◆ **WHAT YOU HAVE TO DO**:
Count the lines in the rows below that contain the word "every". Reply with the number alone.

◆ **RAW DATA**:

------

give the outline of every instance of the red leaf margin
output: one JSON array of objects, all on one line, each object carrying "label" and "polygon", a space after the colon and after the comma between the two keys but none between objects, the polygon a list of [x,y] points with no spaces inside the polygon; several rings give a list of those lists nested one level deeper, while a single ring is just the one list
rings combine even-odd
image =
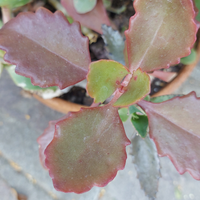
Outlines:
[{"label": "red leaf margin", "polygon": [[[127,58],[126,58],[125,60],[126,60],[126,65],[127,65],[127,64],[129,65],[129,66],[127,66],[128,68],[131,68],[131,62],[130,62],[130,56],[131,56],[131,55],[130,55],[130,53],[128,53],[128,52],[130,52],[131,41],[129,40],[128,34],[129,34],[129,32],[130,32],[130,29],[131,29],[131,23],[132,23],[132,21],[133,21],[136,17],[138,17],[138,16],[140,15],[140,12],[137,11],[137,6],[136,6],[136,4],[138,3],[138,1],[141,1],[141,0],[134,0],[134,2],[133,2],[133,7],[134,7],[134,9],[135,9],[135,14],[129,19],[129,28],[124,32],[124,34],[125,34],[125,36],[126,36],[126,41],[127,41],[127,42],[126,42],[126,45],[125,45],[125,48],[126,48],[127,50],[124,50],[124,55],[125,55],[125,58],[126,58],[126,56],[127,56]],[[197,12],[196,12],[196,10],[195,10],[193,0],[188,0],[188,1],[190,2],[191,8],[193,9],[193,15],[192,15],[192,18],[193,18],[193,19],[192,19],[192,22],[193,22],[193,24],[196,26],[196,32],[195,32],[195,33],[197,34],[197,31],[198,31],[198,29],[199,29],[199,27],[200,27],[200,23],[198,23],[198,22],[195,20],[195,16],[197,15]],[[162,68],[169,68],[171,65],[179,64],[181,58],[190,55],[191,49],[193,48],[193,45],[194,45],[195,41],[196,41],[196,36],[195,36],[195,38],[193,39],[193,42],[191,42],[191,45],[190,45],[190,47],[188,48],[188,52],[187,52],[187,53],[185,53],[185,54],[183,54],[183,55],[180,55],[180,57],[179,57],[177,60],[175,60],[175,61],[170,61],[170,62],[167,64],[167,66],[165,66],[165,67],[157,67],[157,68],[153,69],[153,71],[154,71],[154,70],[158,70],[158,69],[162,69]],[[131,70],[131,72],[133,71],[132,69],[130,69],[130,70]],[[144,70],[143,70],[143,71],[144,71]],[[151,71],[152,71],[152,70],[151,70]],[[150,72],[150,71],[147,71],[147,72]]]},{"label": "red leaf margin", "polygon": [[[173,99],[181,99],[181,98],[185,98],[185,97],[190,97],[190,96],[194,96],[194,98],[196,99],[196,100],[200,100],[200,97],[197,97],[196,96],[196,92],[194,92],[194,91],[192,91],[192,92],[190,92],[189,94],[187,94],[187,95],[184,95],[184,96],[177,96],[177,97],[173,97],[173,98],[171,98],[171,99],[169,99],[169,100],[167,100],[167,101],[165,101],[165,102],[168,102],[168,101],[171,101],[171,100],[173,100]],[[141,103],[142,102],[142,103]],[[150,116],[149,116],[149,113],[148,113],[148,111],[147,110],[145,110],[145,107],[143,106],[143,104],[145,104],[144,102],[145,102],[145,100],[142,100],[141,102],[138,102],[137,103],[137,105],[138,106],[140,106],[145,112],[146,112],[146,114],[147,114],[147,117],[148,117],[148,119],[150,118]],[[153,103],[153,102],[151,102],[152,104],[161,104],[161,103]],[[150,121],[149,121],[150,122]],[[156,140],[156,138],[153,136],[153,134],[152,134],[152,127],[151,127],[151,123],[149,123],[149,136],[150,136],[150,138],[154,141],[154,143],[155,143],[155,145],[156,145],[156,149],[157,149],[157,152],[158,152],[158,155],[159,155],[159,157],[168,157],[169,159],[170,159],[170,161],[173,163],[173,165],[174,165],[174,167],[176,168],[176,170],[178,171],[178,173],[180,174],[180,175],[183,175],[185,172],[188,172],[195,180],[200,180],[200,175],[198,176],[198,177],[196,177],[193,173],[192,173],[192,171],[190,170],[190,169],[183,169],[183,170],[180,170],[179,169],[179,167],[176,165],[176,163],[175,163],[175,161],[174,161],[174,159],[172,158],[172,156],[171,155],[169,155],[169,154],[165,154],[165,153],[161,153],[161,150],[160,150],[160,145],[159,145],[159,142]],[[197,137],[197,136],[196,136]],[[200,139],[200,136],[199,136],[199,139]],[[200,174],[200,172],[199,172],[199,174]]]},{"label": "red leaf margin", "polygon": [[[84,192],[87,192],[89,191],[92,187],[94,186],[98,186],[98,187],[104,187],[106,186],[110,181],[112,181],[115,176],[117,175],[117,172],[119,170],[123,170],[124,167],[125,167],[125,164],[126,164],[126,159],[127,159],[127,153],[126,153],[126,146],[130,145],[131,142],[130,140],[127,138],[126,134],[125,134],[125,130],[124,130],[124,127],[123,127],[123,123],[119,117],[119,114],[118,114],[118,108],[115,108],[113,107],[112,105],[110,104],[107,104],[105,106],[103,106],[104,108],[105,107],[112,107],[112,109],[115,109],[116,111],[116,114],[118,116],[118,119],[119,119],[119,122],[120,122],[120,125],[123,129],[123,138],[124,138],[124,142],[123,142],[123,159],[121,160],[121,166],[115,168],[115,171],[113,171],[108,177],[107,179],[101,183],[101,184],[97,184],[97,183],[93,183],[93,185],[87,187],[87,189],[85,190],[81,190],[81,191],[68,191],[68,190],[62,190],[59,188],[59,186],[57,186],[57,183],[56,183],[56,180],[55,180],[55,176],[52,172],[52,170],[50,169],[49,167],[49,160],[48,160],[48,147],[52,144],[52,142],[54,140],[56,140],[59,136],[58,136],[58,133],[57,133],[57,126],[64,122],[65,120],[69,120],[70,118],[73,117],[74,114],[76,114],[77,112],[70,112],[68,113],[66,116],[64,116],[63,118],[61,118],[60,120],[55,120],[55,121],[51,121],[49,122],[49,126],[48,128],[45,129],[44,133],[38,138],[38,143],[40,144],[40,149],[39,149],[39,154],[40,154],[40,161],[42,163],[42,165],[44,166],[45,169],[47,169],[49,171],[49,175],[50,177],[52,178],[52,181],[53,181],[53,185],[54,185],[54,188],[57,190],[57,191],[61,191],[61,192],[75,192],[77,194],[81,194],[81,193],[84,193]],[[80,111],[78,111],[78,113],[80,112],[84,112],[84,110],[88,110],[88,109],[101,109],[102,107],[90,107],[90,108],[81,108]],[[54,133],[53,133],[53,128],[54,128]],[[51,131],[53,135],[53,137],[49,137],[50,135],[48,134],[48,131]],[[45,137],[48,138],[48,141],[45,143],[43,139],[45,139]],[[51,140],[51,141],[50,141]],[[47,144],[49,142],[49,144]],[[42,147],[42,143],[45,145],[44,147]]]}]

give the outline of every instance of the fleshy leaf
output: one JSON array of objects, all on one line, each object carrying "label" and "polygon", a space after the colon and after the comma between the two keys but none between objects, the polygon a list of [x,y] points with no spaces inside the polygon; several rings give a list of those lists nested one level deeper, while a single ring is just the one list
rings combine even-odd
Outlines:
[{"label": "fleshy leaf", "polygon": [[197,57],[197,52],[194,49],[192,49],[189,56],[181,58],[181,63],[183,63],[184,65],[189,65],[196,60],[196,57]]},{"label": "fleshy leaf", "polygon": [[95,103],[104,102],[121,87],[122,79],[129,70],[122,64],[111,60],[92,62],[87,75],[87,92]]},{"label": "fleshy leaf", "polygon": [[135,127],[137,133],[145,138],[147,136],[147,128],[148,128],[148,118],[146,115],[138,115],[136,113],[131,117],[131,122]]},{"label": "fleshy leaf", "polygon": [[177,96],[183,96],[183,95],[180,95],[180,94],[163,95],[163,96],[159,96],[159,97],[152,97],[150,99],[150,101],[153,103],[161,103],[163,101],[167,101],[167,100],[172,99]]},{"label": "fleshy leaf", "polygon": [[4,59],[17,65],[16,73],[31,78],[33,85],[63,89],[86,78],[90,64],[88,38],[77,23],[44,8],[23,13],[0,30]]},{"label": "fleshy leaf", "polygon": [[40,156],[40,162],[42,166],[47,169],[45,166],[45,158],[46,156],[44,155],[44,151],[49,145],[49,143],[53,140],[54,138],[54,132],[55,132],[55,125],[57,122],[60,120],[65,120],[69,117],[69,114],[64,116],[62,119],[55,120],[55,121],[50,121],[49,126],[44,130],[43,134],[37,139],[37,142],[39,144],[39,156]]},{"label": "fleshy leaf", "polygon": [[140,107],[137,106],[137,105],[129,106],[129,113],[130,114],[133,114],[133,113],[141,113],[141,114],[143,114],[142,111],[140,110]]},{"label": "fleshy leaf", "polygon": [[97,0],[73,0],[76,12],[80,14],[91,11],[97,4]]},{"label": "fleshy leaf", "polygon": [[79,14],[76,12],[73,0],[61,0],[61,3],[74,20],[80,22],[81,25],[97,31],[100,34],[102,34],[102,24],[106,24],[108,26],[110,25],[110,21],[108,19],[102,0],[98,0],[94,9],[85,14]]},{"label": "fleshy leaf", "polygon": [[127,121],[127,119],[129,118],[128,108],[120,108],[118,110],[118,113],[122,122]]},{"label": "fleshy leaf", "polygon": [[106,49],[109,54],[108,57],[112,60],[115,60],[122,65],[125,65],[124,61],[124,38],[116,30],[113,30],[112,27],[102,25],[103,35],[102,38],[106,45]]},{"label": "fleshy leaf", "polygon": [[144,98],[150,92],[150,79],[148,74],[141,69],[136,70],[121,97],[113,104],[114,106],[129,106]]},{"label": "fleshy leaf", "polygon": [[29,3],[31,0],[0,0],[0,7],[16,8]]},{"label": "fleshy leaf", "polygon": [[105,186],[124,168],[128,144],[117,108],[82,109],[55,123],[45,165],[57,190],[86,192]]},{"label": "fleshy leaf", "polygon": [[140,185],[149,199],[153,200],[158,191],[160,162],[153,141],[146,137],[135,136],[132,139],[133,163]]},{"label": "fleshy leaf", "polygon": [[200,99],[195,92],[162,103],[138,103],[149,119],[158,154],[168,156],[180,174],[200,180]]},{"label": "fleshy leaf", "polygon": [[170,82],[172,79],[176,77],[177,73],[157,70],[150,75],[159,78],[162,81]]},{"label": "fleshy leaf", "polygon": [[190,54],[197,31],[192,1],[137,0],[134,7],[125,32],[131,71],[167,68]]}]

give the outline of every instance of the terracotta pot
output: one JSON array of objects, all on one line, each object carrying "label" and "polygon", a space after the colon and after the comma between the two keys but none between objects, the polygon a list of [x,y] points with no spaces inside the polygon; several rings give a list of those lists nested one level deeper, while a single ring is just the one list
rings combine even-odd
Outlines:
[{"label": "terracotta pot", "polygon": [[[198,36],[200,36],[200,32],[198,32]],[[200,38],[200,37],[198,37]],[[178,75],[169,82],[165,87],[163,87],[159,92],[152,95],[152,97],[162,96],[172,94],[176,89],[178,89],[181,84],[188,78],[191,74],[192,70],[196,67],[198,61],[200,60],[200,41],[197,39],[197,58],[194,63],[190,65],[185,65],[183,69],[178,73]],[[53,98],[53,99],[43,99],[38,95],[33,95],[37,100],[45,104],[46,106],[52,108],[61,113],[67,114],[68,112],[72,111],[79,111],[82,107],[87,107],[75,103],[71,103],[69,101],[62,100],[60,98]]]}]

------

◆ **OUTPUT**:
3